■ **What you will do**
Update the passage on Bell's construction program review: write out the part that opens with the words containing "Finally, the Commission" and closes with "adequate supporting studies.", changing "optimum utilization bands" to "optimal utilization ranges".

■ **Supplied text**
The Commission agrees with Ontario's recommendation that updated information should be provided as early in the CPR proceeding as possible and notes that, in this proceeding, the update was filed well in advance of the review meeting.

With regard to Ontario's comments on the significance of call duration in network provisioning, the Commission agrees with Bell that call duration, which is captured in the utilization measurement, is not an indicator directly used in the capital budgeting process and that, for this purpose, the number of long distance messages is most appropriate for determining intertoll demand. Accordingly, the Commission does not consider that Bell should be required to provide call duration information in future CPRs as recommended by Ontario.

Finally, the Commission is not persuaded that a separate process is required to consider Bell's proposals relating to optimum utilization bands, as suggested by Ontario, since this can be adequately dealt with in the CPR.

E. Introduction of New Technology

1. Positions of the Parties

In its comments, CAC suggested that large expenditures required for network enhancement are borne by subscribers rather than shareholders and yield little or no discernible benefits to residential subscribers. CAC contended that subscribers bear the risks associated with these investments since they pay the costs regardless of the merits of the new technologies, and that decisions regarding such expenditures are being made without adequate supporting studies.

In support of this argument, CAC noted that Bell responded to its request during the review meeting for a study to substantiate the claimed economies of scale associated with digital technology by advising that it did not have such a study. In addition, CAC referred to Bell's response to a CAC interrogatory seeking additional information to support the company's claim that it can meet customer requirements for traditional and new services at much lower unit costs because of new technologies. CAC noted that Bell had agreed that its response to the interrogatory does not distinguish between traditional and new services. Accordingly, CAC concluded that the company is only surmising that traditional services are provided at lower costs due to new technology and cannot prove its assertion with respect to such services.

CAC stated that the Commission must insist that the proper studies be undertaken and that the costs associated with new technology not be recovered from the rates of residential subscribers until the merit of these capital investments is established. CAC submitted that the Commission should not find the proposed construction program reasonable because substantial expenditures are proposed for new technology without adequate analytical study.

In its comments, ACTS expressed concern with significant capital expenditure on new technologies without due consideration of the economic benefit or the manner of cost recovery. Noting that it had raised this issue in the 1986 British Columbia Telephone Company (B.C. Tel) CPR, ACTS asserted that the same issues are critical in the case of Bell. ACTS stated that it is not opposed to the introduction of new technologies, but is opposed to the recovery of the associated capital costs from the monopoly subscribers. In the opinion of ACTS, the end result will be overpayment for service by these subscribers while competitive service providers will face new services which will be recovering only their incremental costs. Expenditures for the Integrated Services Digital Network (ISDN) and Common Channel Signalling (CCS) were cited as current examples.

ACTS argued that the Commission's requirement for economic evaluation studies for major capital expenditures demonstrates that cost recovery for these projects should enter into the CPR. ACTS submitted that detailed examination of such economic evaluations is the only means of seriously reviewing the level and timing of these portions of the company's capital budget. ACTS also submitted that the Commission must develop procedures to ensure that the costs associated with introducing new technology into the network can be properly tracked so that the monopoly subscriber will not bear the costs of new technologies which are being developed primarily for the provision of competitive services.

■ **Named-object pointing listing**
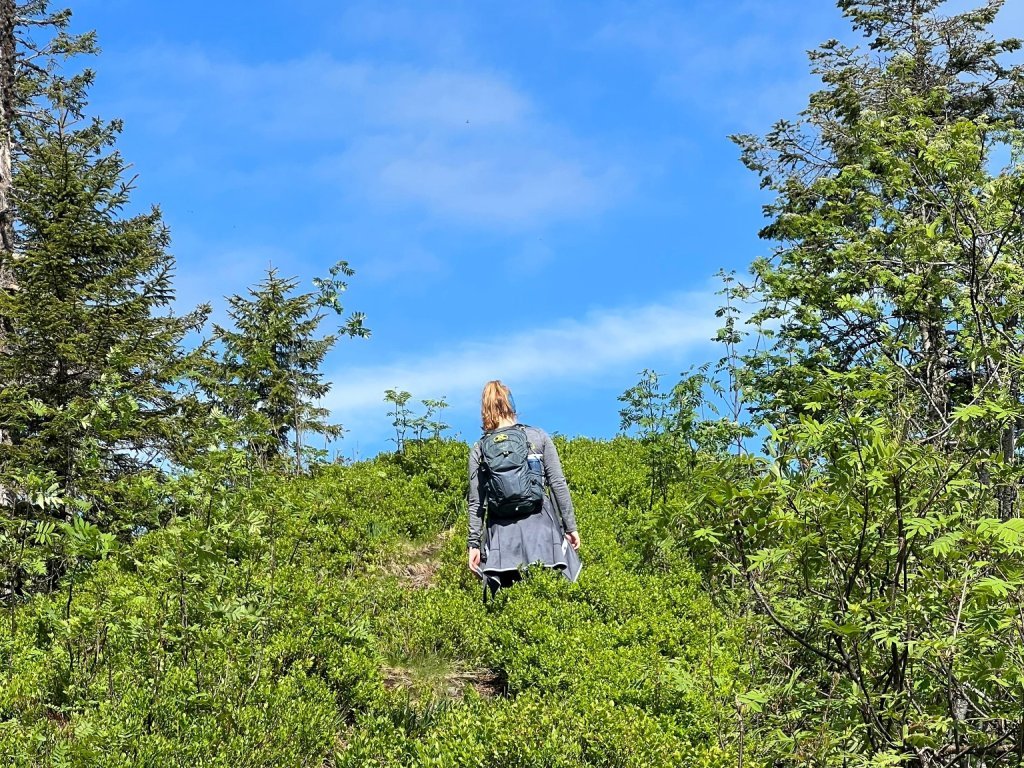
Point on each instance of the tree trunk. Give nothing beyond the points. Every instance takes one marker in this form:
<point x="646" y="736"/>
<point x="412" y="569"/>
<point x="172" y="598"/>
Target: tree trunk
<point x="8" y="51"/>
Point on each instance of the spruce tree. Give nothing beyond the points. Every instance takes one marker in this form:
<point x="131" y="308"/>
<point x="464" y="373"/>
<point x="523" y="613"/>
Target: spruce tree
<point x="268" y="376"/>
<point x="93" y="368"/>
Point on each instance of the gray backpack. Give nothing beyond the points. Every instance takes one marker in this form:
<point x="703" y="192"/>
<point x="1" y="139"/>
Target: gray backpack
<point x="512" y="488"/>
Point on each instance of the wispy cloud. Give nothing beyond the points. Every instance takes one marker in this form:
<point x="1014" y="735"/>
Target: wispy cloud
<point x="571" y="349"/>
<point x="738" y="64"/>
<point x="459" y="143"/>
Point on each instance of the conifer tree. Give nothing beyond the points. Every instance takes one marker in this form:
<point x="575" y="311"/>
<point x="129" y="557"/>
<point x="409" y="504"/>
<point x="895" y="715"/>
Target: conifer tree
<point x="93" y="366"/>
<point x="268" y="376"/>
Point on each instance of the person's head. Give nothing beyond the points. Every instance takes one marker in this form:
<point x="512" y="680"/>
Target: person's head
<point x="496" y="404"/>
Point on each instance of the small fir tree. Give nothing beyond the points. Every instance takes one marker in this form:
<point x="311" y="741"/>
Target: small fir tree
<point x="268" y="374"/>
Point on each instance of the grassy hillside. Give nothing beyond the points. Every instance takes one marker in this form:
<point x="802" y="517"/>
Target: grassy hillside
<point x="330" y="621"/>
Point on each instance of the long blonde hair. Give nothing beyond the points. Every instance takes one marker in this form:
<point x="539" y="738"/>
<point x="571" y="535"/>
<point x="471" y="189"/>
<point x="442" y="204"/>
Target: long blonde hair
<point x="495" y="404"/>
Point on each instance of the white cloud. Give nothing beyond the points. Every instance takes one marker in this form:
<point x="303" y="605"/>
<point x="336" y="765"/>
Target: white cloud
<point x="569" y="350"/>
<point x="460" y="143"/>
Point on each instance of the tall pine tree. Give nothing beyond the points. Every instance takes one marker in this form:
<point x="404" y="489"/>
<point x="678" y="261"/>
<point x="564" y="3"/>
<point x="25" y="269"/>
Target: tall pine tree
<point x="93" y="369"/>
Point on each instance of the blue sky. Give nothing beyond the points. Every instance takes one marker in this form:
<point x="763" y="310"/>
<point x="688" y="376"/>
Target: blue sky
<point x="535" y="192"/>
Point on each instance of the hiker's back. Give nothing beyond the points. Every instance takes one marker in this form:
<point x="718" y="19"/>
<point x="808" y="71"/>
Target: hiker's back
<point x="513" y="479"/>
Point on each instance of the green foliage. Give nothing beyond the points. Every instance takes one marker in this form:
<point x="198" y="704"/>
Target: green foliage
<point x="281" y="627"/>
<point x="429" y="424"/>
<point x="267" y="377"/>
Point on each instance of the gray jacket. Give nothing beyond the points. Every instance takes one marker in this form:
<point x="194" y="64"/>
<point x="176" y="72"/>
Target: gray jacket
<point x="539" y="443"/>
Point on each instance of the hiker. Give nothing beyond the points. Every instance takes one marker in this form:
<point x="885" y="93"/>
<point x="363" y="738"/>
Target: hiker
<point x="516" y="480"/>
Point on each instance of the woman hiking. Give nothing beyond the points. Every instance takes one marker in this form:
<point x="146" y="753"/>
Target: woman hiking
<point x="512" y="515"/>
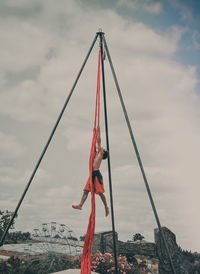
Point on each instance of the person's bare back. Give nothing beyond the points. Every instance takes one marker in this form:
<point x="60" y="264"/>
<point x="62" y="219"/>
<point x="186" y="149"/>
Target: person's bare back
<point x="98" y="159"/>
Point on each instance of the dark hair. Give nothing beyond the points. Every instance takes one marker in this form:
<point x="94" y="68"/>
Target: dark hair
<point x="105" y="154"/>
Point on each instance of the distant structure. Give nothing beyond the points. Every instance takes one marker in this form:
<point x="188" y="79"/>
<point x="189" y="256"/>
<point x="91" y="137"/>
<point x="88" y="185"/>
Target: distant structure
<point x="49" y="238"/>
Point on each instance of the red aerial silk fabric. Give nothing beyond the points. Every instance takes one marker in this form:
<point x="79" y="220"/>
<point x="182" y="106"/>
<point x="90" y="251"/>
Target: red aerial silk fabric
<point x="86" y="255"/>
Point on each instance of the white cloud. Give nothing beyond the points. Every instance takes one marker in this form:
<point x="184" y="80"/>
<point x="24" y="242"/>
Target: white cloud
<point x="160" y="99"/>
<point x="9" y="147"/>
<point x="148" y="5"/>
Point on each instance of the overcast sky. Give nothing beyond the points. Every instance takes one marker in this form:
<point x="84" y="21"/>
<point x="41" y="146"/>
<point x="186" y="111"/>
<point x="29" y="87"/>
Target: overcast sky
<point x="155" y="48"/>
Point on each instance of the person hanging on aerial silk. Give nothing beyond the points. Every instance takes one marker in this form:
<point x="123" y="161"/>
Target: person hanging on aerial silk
...
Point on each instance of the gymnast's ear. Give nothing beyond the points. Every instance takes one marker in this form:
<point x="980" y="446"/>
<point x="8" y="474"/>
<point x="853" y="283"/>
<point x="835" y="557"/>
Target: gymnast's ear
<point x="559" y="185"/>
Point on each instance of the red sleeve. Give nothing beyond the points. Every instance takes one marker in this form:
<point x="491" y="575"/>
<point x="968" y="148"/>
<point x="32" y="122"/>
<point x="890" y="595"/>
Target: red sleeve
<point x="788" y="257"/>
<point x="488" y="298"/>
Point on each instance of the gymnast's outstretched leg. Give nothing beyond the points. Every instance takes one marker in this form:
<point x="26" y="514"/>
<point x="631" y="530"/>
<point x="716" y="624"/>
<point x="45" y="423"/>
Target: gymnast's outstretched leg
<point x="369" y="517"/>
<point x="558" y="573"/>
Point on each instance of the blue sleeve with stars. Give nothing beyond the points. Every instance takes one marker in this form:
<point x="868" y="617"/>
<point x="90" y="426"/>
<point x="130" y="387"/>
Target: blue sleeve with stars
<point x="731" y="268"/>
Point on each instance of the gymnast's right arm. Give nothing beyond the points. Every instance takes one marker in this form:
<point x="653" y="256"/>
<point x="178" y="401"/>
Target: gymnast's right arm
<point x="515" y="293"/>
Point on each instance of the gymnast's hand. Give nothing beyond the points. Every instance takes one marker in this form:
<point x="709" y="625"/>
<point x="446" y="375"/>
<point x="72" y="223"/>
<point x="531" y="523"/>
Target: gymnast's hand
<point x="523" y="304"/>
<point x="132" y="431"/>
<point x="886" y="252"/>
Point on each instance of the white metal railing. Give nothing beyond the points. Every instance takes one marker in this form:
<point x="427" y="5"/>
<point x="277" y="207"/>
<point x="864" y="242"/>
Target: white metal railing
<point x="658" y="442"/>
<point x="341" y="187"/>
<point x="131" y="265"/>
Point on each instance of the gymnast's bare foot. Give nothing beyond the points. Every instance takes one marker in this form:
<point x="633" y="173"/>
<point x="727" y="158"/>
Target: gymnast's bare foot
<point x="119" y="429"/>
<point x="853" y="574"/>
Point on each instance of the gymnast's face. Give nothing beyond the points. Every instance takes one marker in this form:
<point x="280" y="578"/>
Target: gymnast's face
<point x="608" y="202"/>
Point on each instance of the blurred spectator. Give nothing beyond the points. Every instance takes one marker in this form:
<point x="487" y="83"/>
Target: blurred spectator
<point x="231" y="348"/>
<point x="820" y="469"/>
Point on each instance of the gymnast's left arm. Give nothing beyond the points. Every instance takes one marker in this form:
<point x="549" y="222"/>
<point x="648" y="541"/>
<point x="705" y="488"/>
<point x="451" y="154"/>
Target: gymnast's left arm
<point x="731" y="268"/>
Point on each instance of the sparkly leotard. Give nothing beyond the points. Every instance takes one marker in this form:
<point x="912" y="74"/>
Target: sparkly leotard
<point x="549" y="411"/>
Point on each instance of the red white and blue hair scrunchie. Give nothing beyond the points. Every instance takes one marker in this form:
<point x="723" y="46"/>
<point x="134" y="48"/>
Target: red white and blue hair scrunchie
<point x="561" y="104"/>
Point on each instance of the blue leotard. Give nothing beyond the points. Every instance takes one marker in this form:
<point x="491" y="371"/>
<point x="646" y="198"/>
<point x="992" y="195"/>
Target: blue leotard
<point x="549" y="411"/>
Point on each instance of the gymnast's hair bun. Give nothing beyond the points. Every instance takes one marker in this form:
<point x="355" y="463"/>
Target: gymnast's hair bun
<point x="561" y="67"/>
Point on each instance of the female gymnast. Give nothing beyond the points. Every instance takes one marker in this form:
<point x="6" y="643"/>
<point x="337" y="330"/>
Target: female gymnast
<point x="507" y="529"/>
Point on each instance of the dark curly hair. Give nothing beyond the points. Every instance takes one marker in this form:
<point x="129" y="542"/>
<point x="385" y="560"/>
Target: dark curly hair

■ **Task response**
Finally, the Commission is not persuaded that a separate process is required to consider Bell's proposals relating to optimal utilization ranges, as suggested by Ontario, since this can be adequately dealt with in the CPR.

E. Introduction of New Technology

1. Positions of the Parties

In its comments, CAC suggested that large expenditures required for network enhancement are borne by subscribers rather than shareholders and yield little or no discernible benefits to residential subscribers. CAC contended that subscribers bear the risks associated with these investments since they pay the costs regardless of the merits of the new technologies, and that decisions regarding such expenditures are being made without adequate supporting studies.